*OBJETIVO*:
Organiza como una lista JSON de cadenas el tramo del listado que va desde la línea que contiene "# test: locate the carved" hasta el final, ambos extremos incluidos. Pon una cadena por cada línea y omite las líneas en blanco.

*DATOS DEL EJERCICIO*:
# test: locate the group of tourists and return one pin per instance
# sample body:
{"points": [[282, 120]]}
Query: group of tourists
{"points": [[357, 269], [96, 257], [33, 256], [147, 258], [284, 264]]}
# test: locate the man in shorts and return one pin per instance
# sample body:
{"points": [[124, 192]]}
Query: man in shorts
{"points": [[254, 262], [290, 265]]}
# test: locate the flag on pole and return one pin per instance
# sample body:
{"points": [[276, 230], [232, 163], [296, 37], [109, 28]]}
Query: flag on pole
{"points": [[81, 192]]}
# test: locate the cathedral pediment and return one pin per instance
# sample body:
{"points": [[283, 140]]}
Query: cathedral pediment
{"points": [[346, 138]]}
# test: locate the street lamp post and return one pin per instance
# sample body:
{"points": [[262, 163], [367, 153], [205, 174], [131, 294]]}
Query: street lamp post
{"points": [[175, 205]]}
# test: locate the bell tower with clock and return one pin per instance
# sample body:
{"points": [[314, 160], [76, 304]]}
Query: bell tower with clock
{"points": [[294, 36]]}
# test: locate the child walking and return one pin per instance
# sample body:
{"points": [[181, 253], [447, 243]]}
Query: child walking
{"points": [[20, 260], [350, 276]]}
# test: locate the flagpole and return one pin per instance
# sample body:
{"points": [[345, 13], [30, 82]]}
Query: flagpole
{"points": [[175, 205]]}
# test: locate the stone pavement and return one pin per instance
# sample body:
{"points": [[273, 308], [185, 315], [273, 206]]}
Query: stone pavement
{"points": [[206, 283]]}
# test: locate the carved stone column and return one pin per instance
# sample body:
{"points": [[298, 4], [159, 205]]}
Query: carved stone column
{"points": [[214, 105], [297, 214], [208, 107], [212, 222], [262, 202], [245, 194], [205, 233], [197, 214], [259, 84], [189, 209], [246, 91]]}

*LA RESPUESTA*:
[
  "# test: locate the carved stone column and return one pin per instance",
  "# sample body:",
  "{\"points\": [[298, 4], [159, 205]]}",
  "Query: carved stone column",
  "{\"points\": [[214, 105], [297, 214], [208, 107], [212, 222], [262, 202], [245, 194], [205, 233], [197, 214], [259, 84], [189, 209], [246, 91]]}"
]